**TASK TO COMPLETE:** Pull out every line in the data that has the string "each" in it.

**AVAILABLE RECORDS:**
* * * *
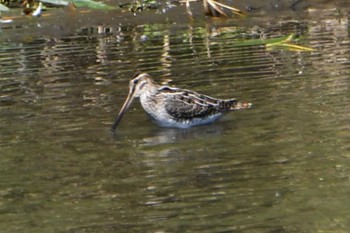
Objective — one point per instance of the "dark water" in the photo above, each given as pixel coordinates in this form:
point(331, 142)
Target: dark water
point(282, 166)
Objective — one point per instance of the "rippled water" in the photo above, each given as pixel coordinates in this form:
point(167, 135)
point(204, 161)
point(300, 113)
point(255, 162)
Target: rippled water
point(282, 166)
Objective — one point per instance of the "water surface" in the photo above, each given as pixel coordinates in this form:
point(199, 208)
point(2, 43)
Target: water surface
point(279, 167)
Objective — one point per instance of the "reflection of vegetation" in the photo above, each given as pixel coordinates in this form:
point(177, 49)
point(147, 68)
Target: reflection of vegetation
point(214, 8)
point(139, 5)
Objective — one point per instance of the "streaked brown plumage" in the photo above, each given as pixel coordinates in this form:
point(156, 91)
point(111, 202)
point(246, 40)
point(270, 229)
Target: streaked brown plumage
point(174, 107)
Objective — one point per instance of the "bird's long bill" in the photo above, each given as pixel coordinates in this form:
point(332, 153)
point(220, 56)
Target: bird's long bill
point(125, 107)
* * * *
**RESPONSE TO THIS EXERCISE:**
Objective — one point per instance of the "dark water" in the photo above, each given as pixel coordinates in this form:
Objective — one point per instance of the "rippled water" in the photo above, each given as pixel coordinates in this form:
Objective — one point per instance of the "water surface" in the photo above, each given as pixel coordinates in this form:
Objective — one point per instance of the "reflection of vegetation" in the photo above, each given as pixel coordinates in this form:
Objective — one point per instance of the "streaked brown plumage" in the photo above, each given as pixel coordinates in this form:
Objective — one point per instance of the "bird's long bill" in the photo above, each given as pixel coordinates in this form:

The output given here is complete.